• **Instruction A**:
According to the article on Oman Air, which three destinations did the airline plan to add to its network that year?

In the face of growing competition, Abdul Rahman Al Busaidy, chief executive officer (CEO) Oman Air, has adopted a simple but effective strategy to steer the airline out of turbulent weather.
“I admit that the skies in the Gulf region is getting more crowded so, rather than duplicate the others, we opted to serve a chosen niche market covering the Indian Subcontinent, the Middle East and East Africa. This business model, which focuses on the high-yield local market, connecting traffic within the chosen niche markets and focusing on inbound tourism, is different from the strategy adopted by other regional carriers i.e. to service long-haul international routes or become low-fare, no-frills airlines.”
Given their business model, Al Busaidy says that, for the time being, there is no place for widebody aircraft in Oman Air’s fleet. “But,” he is quick to point out, “we envisage a gradual and steady growth in our B737 fleet in the foreseeable future. And our expansion plans will basically cover a radius within five hours. This year, we are planning to add Delhi, Hyderabad and Bahrain to our network. Future routes will cover Iran, Yemen, Syria and Jordan. We will also increase our jet fleet to six units by the end of the year and add another four by 2007.”
Having initiated a five-year plan to consolidate growth in the region and beyond in 2001 when he was the general manager of the airline - Al Busaidy took over as CEO of Oman Aviation Services Company (OASC) the following year, which added the portfolio of Airport Services and Corporate Services to his responsibilities - he has gone about expanding Oman Air’s network and fleet.
In fact, Oman Air was the first commercial operator in the Gulf to acquire the new Boeing Next-Generation 737. Replacing the airline’s A310 and B737-400 planes, the first two of the five new Boeing 737NG aircraft were pressed into service in December 2001, a further two aircraft followed in the middle of 2002 and the last aircraft is due to join the fleet later this year. But that’s not all. Oman Air has also taken an option of two additional Boeing 737NG aircraft for planned delivery in 2006 and 2008.
“With these technologically-advanced aircraft joining our fleet, we are able to offer our customers more comfort onboard and greater on-time reliability and, at the same time, we have also reduced our operational cost,” says Al Busaidy. “Since a key objective of the airline’s strategic plan for growth was to transform itself as the businessman’s carrier of choice, the acquisition of the next generation B737s represented an important milestone for Oman Air. It projected the airline as modern and progressive and also gave us the much-needed flexibility in terms of range and ability to mount high frequencies on dense routes. And not to forget, it also played a big role in boosting staff morale.”
Oman Air’s decision to renew and standardise its fleet with Boeing’s new family of Next Generation 737s enabled it to create a model of operational efficiency and profitability in the Middle East. In real terms, the cost savings linked to the Boeing 737 NG aircraft resulted in 20 per cent savings in ownership costs, 50 per cent reduction in fuel consumption, 30 per cent lower maintenance costs, and 15 per cent savings in other operating costs.
Not surprising then that Al Busaidy confidently says that, right now, the airline is “actually ahead of its strategic five-year plan.”

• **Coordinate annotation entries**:
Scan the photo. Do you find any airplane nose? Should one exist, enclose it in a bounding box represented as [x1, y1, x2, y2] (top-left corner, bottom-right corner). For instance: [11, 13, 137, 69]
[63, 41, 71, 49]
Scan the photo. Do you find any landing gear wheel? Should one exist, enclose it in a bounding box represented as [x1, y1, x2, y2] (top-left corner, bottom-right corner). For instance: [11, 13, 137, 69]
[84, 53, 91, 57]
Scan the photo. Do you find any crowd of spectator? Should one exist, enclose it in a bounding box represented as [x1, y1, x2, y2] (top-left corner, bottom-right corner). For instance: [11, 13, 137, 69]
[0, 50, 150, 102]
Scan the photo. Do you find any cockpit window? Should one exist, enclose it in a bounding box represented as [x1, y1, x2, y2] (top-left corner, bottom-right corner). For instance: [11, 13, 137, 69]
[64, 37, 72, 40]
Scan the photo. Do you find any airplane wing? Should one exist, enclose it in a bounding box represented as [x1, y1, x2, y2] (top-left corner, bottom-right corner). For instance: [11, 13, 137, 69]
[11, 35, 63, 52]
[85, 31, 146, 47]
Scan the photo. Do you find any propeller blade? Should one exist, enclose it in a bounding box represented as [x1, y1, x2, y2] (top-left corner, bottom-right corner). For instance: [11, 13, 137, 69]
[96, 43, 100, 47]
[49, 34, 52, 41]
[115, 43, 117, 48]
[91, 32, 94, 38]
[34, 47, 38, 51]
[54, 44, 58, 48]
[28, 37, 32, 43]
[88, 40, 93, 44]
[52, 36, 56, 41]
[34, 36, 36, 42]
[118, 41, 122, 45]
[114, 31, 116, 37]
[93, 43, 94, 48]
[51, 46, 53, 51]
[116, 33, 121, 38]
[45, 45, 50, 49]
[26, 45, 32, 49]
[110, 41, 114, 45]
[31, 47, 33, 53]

• **Instruction B**:
Duplicate, word for word, everything in the listing from the line containing "Scan the photo. Do you find any propeller" down to the end of the listing, including both of those ends.

• **Complete response A**:
Delhi, Hyderabad and Bahrain.

• **Complete response B**:
Scan the photo. Do you find any propeller blade? Should one exist, enclose it in a bounding box represented as [x1, y1, x2, y2] (top-left corner, bottom-right corner). For instance: [11, 13, 137, 69]
[96, 43, 100, 47]
[49, 34, 52, 41]
[115, 43, 117, 48]
[91, 32, 94, 38]
[34, 47, 38, 51]
[54, 44, 58, 48]
[28, 37, 32, 43]
[88, 40, 93, 44]
[52, 36, 56, 41]
[34, 36, 36, 42]
[118, 41, 122, 45]
[114, 31, 116, 37]
[93, 43, 94, 48]
[51, 46, 53, 51]
[116, 33, 121, 38]
[45, 45, 50, 49]
[26, 45, 32, 49]
[110, 41, 114, 45]
[31, 47, 33, 53]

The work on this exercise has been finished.